▸ **Records shown**

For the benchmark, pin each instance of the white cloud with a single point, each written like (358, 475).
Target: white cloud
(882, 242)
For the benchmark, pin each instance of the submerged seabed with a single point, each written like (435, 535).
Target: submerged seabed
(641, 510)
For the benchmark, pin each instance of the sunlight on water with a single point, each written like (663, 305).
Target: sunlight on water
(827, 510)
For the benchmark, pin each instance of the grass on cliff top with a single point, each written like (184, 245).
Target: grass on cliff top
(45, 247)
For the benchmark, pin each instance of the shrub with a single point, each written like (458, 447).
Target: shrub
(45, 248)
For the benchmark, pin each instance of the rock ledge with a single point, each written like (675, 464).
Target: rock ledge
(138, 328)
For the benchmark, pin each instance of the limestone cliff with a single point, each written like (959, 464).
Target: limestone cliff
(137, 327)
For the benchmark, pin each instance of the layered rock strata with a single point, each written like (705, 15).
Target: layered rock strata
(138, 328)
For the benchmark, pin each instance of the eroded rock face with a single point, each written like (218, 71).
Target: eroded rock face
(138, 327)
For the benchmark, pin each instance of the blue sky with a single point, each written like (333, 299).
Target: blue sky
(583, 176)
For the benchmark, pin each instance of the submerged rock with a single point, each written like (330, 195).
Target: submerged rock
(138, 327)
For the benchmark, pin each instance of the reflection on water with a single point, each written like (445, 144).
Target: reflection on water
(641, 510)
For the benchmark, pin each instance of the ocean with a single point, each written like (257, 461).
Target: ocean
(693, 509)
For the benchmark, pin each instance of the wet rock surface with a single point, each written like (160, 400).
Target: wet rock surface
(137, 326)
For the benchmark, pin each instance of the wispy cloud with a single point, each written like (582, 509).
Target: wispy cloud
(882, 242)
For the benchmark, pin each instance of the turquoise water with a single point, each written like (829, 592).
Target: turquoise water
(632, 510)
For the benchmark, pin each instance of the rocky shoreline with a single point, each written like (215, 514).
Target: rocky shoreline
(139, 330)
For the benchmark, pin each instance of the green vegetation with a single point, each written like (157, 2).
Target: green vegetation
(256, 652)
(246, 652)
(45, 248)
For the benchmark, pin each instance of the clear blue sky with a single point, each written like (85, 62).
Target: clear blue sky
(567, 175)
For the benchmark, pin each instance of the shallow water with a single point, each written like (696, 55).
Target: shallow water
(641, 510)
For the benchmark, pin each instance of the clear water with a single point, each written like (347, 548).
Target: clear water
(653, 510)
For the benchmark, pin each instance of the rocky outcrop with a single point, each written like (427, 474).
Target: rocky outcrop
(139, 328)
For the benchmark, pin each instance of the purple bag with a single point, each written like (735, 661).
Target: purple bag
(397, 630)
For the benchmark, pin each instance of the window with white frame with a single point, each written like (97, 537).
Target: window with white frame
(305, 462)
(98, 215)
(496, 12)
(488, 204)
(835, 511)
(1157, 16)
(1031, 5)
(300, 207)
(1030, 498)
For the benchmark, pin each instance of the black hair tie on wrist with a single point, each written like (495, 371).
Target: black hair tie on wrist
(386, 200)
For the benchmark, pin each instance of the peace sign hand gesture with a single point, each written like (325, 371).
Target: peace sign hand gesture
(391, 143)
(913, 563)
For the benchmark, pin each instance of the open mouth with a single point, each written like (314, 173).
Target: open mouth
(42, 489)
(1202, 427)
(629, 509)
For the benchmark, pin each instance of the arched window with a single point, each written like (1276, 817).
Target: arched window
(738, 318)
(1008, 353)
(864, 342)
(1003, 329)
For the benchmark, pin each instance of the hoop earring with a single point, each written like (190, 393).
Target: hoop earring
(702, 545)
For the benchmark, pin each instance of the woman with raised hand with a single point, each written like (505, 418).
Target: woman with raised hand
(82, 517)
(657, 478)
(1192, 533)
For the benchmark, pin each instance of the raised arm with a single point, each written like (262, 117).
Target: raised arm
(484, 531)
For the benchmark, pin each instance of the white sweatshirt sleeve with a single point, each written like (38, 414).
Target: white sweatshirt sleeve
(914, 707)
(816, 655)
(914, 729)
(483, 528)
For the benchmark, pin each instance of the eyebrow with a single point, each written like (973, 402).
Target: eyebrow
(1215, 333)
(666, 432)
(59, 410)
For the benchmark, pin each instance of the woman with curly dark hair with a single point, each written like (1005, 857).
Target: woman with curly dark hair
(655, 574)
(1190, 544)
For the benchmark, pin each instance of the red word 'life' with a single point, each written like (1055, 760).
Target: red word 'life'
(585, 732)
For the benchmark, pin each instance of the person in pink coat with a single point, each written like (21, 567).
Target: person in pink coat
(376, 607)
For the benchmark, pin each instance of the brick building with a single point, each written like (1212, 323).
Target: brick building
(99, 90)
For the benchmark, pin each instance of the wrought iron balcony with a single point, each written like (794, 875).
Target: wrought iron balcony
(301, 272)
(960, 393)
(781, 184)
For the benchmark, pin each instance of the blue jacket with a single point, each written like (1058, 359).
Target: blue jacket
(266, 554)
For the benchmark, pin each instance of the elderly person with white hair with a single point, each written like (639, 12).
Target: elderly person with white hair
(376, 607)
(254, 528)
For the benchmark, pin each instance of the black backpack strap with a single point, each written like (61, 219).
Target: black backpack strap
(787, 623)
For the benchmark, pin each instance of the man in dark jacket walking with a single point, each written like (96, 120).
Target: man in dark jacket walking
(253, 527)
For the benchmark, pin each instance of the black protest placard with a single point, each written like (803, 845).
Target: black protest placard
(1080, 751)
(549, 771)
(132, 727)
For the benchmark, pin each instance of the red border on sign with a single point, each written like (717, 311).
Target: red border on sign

▸ **Written instruction**
Output exactly the lines above, from the one holding "For the benchmark, pin each instance of the elderly" through the end of the data, including the first and last.

▸ **The reply**
For the benchmark, pin each instance of the elderly person with white hair with a single point, each written like (639, 12).
Target: elderly person with white hair
(376, 607)
(254, 528)
For the benchmark, pin each instance of the black backpack strap with a single point, each written like (61, 219).
Target: black backpack strap
(787, 623)
For the benchmark, pin each instance of the man in dark jacket walking with a single point, each written like (96, 120).
Target: man in dark jacket walking
(253, 527)
For the benchmark, pin each instance of the black protest placard with a single point, each written like (803, 845).
Target: black protest placard
(1080, 751)
(549, 771)
(132, 727)
For the benchmark, pin each instance of the red border on sign with a single point, each written like (717, 311).
Target: red border on sign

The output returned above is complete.